[Supplied passage]:
I was thinking more in the line of the end user. Suppose I want to use your Basic App. I do a checkout. Next I want to edit all of the templates and maybe some other minor things. So, I drifted from your app and modified it, so I no longer can do a simple svn up to keep things fresh.

From this point of view, this isn’t completely pluggable. My view of a pluggable app is the one you checkout, optionally do some configuration and don’t touch it anymore, it just works and it is upgradable to the future versions without intervention (given that the API/models/etc are stable and backwards-compatible).

Which prompts me to find a workflow that would allow both. To easily get the latest versions of the Basic Apps while retaining the custom modifications I made. Because this apps are meant to be customized.

So any best practices for this? I was thinking to convert the repos to Git (no need for this but I just prefer both the Git and the decentralized model and the branching is easier) and then keep up with the upstream and later manually merge latest upstream code into any customized altered apps.

I don’t know, maybe I’m missing something obvious here but I don’t think there is some particular easy way to do this, basically everyone will just use what’s best for them.

Nathan Borror http://www.playgroundblues.com

@Frits - I’m going to put a step-by-step tutorial up soon but basically you need to setup a folder called ‘modules’ and add the full path to that folder to your PYTHONPATH variable. Then all you do is plug modules into your settings.py file.

@Dave - Aren’t they pretty :) I’m using a fairly new way of generating urls. James discusses it at length here.

@Sime - This isn’t just a problem with my apps, it’s a problem with anything you choose to manipulate. If you’re willing to make significant changes and diverge from the original intent then you, in a way, “void your warrantee.” An example is all the kids that hacked their iPhone and cried when the new update screwed them. If you want to make a lot of changes maybe you need to write your own version of the app. I’d love to hear your suggestions — they might belong in the main versions.

[Records shown]:
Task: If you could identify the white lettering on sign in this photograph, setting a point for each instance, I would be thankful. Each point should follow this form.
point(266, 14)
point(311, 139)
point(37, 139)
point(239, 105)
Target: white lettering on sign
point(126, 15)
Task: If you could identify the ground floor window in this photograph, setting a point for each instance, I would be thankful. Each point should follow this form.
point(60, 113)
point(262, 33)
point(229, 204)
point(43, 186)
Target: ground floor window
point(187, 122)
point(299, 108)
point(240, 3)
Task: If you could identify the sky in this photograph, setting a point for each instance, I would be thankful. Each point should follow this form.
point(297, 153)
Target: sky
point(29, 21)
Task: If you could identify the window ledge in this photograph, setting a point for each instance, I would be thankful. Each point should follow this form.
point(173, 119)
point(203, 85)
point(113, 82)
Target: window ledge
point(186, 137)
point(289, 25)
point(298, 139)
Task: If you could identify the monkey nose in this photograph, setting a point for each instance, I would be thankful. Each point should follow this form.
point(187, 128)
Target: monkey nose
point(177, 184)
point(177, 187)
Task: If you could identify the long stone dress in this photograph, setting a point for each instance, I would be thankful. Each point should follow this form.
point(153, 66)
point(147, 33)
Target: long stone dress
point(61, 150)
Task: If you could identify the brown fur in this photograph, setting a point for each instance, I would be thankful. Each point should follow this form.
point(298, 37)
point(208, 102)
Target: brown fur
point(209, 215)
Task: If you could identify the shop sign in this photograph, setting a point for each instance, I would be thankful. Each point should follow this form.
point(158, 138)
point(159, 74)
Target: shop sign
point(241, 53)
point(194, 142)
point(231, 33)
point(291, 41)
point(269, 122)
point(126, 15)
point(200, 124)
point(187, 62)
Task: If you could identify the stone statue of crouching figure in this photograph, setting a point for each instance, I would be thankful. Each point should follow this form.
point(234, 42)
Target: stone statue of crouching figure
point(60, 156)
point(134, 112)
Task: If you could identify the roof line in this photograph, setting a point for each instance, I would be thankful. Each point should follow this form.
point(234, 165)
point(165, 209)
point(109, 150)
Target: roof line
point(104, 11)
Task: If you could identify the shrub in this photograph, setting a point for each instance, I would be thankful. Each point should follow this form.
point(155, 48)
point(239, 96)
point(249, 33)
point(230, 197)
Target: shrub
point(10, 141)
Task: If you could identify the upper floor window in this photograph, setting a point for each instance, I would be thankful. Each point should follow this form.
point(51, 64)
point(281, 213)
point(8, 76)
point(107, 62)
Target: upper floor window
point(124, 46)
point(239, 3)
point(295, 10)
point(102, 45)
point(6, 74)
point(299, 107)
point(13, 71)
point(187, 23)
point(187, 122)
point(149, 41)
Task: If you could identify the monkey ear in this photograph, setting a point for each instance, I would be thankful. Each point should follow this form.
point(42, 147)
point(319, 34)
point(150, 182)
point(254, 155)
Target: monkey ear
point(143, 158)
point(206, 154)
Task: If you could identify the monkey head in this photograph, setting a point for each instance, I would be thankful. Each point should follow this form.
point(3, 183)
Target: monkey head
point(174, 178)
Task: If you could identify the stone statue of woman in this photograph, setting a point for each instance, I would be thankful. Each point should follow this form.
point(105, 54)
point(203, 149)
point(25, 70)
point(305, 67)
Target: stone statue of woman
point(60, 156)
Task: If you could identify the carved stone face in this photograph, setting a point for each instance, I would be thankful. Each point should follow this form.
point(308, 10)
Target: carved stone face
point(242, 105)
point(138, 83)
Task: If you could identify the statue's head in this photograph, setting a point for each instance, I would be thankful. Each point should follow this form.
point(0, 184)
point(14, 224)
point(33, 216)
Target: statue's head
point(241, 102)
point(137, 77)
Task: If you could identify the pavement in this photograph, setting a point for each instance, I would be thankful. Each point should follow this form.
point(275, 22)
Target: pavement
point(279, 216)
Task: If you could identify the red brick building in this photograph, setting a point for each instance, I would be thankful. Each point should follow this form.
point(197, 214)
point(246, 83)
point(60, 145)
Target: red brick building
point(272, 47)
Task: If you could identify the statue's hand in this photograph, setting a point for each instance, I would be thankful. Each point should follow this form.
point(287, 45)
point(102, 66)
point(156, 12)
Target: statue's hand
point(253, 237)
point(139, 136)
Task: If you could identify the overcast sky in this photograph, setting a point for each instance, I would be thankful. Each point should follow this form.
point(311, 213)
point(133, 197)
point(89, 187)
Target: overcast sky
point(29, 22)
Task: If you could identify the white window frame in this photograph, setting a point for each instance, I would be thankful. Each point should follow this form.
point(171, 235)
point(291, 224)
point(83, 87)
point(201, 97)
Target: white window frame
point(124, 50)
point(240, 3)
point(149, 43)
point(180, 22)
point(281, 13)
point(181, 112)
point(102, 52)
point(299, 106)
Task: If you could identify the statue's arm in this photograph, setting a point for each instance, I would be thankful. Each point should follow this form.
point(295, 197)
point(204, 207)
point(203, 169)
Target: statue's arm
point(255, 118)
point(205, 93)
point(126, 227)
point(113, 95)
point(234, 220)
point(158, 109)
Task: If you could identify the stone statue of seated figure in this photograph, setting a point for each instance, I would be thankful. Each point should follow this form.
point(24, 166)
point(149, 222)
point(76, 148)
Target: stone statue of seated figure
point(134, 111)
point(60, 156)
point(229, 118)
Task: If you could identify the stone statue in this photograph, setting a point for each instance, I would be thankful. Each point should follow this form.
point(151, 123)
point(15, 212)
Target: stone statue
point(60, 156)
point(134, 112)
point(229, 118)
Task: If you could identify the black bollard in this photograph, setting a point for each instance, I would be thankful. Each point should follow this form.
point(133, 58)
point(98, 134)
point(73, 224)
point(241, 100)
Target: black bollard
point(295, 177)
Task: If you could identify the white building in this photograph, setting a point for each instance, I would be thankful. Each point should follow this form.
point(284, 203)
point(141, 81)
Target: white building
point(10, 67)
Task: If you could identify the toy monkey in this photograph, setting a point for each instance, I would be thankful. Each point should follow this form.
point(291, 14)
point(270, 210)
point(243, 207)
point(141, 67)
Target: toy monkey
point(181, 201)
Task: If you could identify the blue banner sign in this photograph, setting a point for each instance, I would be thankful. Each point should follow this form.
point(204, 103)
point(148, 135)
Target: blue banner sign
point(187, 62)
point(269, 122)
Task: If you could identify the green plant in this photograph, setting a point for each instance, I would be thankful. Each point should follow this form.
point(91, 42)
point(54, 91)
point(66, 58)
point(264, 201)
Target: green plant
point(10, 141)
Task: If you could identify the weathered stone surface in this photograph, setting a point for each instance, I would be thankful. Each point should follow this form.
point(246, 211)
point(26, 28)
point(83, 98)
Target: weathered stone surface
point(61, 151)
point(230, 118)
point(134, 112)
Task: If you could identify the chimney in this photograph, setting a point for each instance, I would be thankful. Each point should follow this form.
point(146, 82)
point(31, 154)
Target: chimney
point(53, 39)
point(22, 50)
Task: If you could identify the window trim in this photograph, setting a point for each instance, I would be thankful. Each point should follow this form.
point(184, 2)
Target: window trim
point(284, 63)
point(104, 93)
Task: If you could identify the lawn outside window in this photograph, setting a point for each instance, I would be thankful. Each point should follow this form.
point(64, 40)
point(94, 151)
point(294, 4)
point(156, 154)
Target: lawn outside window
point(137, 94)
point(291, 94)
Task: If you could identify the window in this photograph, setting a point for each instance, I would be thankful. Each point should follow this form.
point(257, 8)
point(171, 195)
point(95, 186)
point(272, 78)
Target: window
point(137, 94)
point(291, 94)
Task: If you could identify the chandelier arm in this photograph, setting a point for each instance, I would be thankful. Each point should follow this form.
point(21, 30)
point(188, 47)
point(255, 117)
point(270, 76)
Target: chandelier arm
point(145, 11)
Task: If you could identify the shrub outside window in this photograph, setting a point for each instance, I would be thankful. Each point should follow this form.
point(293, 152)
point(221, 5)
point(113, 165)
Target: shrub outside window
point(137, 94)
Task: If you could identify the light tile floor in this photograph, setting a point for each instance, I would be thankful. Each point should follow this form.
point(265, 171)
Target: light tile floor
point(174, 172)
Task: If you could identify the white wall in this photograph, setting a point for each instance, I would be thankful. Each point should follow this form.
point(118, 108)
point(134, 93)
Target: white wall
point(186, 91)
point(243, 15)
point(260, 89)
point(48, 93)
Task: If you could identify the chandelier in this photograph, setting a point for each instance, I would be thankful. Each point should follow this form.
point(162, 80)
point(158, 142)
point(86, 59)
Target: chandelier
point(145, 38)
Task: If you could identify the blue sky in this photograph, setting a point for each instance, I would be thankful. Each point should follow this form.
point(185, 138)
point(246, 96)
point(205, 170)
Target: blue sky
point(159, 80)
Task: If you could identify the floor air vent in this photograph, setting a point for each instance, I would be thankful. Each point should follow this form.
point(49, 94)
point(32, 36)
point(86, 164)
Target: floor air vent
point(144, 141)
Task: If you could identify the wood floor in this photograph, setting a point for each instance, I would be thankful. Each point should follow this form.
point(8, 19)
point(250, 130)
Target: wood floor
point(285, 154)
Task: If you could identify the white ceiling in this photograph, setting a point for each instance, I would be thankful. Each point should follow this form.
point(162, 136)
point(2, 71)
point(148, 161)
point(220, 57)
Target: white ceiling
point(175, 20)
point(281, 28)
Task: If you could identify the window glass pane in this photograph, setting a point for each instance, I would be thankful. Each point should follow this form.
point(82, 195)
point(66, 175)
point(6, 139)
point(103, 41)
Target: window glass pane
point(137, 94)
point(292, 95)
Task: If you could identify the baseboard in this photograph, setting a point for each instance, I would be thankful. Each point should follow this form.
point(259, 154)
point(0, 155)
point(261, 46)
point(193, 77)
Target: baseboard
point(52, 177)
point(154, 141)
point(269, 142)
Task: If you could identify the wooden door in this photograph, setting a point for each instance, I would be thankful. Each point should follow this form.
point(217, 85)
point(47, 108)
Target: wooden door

[Work order 1]: Print the part of the pluggable-apps discussion from "I was thinking more" down to "stable and backwards-compatible).".
[Work order 2]:
Answer these questions from the pluggable-apps discussion, one line each:
(a) To which version control system does the first comment propose converting the repos?
(b) What name does Nathan Borror give for the folder to set up and add to the PYTHONPATH variable?
(c) Which device's hackers does Nathan Borror cite as an example?

[Exercise response 1]:
I was thinking more in the line of the end user. Suppose I want to use your Basic App. I do a checkout. Next I want to edit all of the templates and maybe some other minor things. So, I drifted from your app and modified it, so I no longer can do a simple svn up to keep things fresh.

From this point of view, this isn’t completely pluggable. My view of a pluggable app is the one you checkout, optionally do some configuration and don’t touch it anymore, it just works and it is upgradable to the future versions without intervention (given that the API/models/etc are stable and backwards-compatible).

[Exercise response 2]:
(a) Git
(b) 'modules'
(c) The iPhone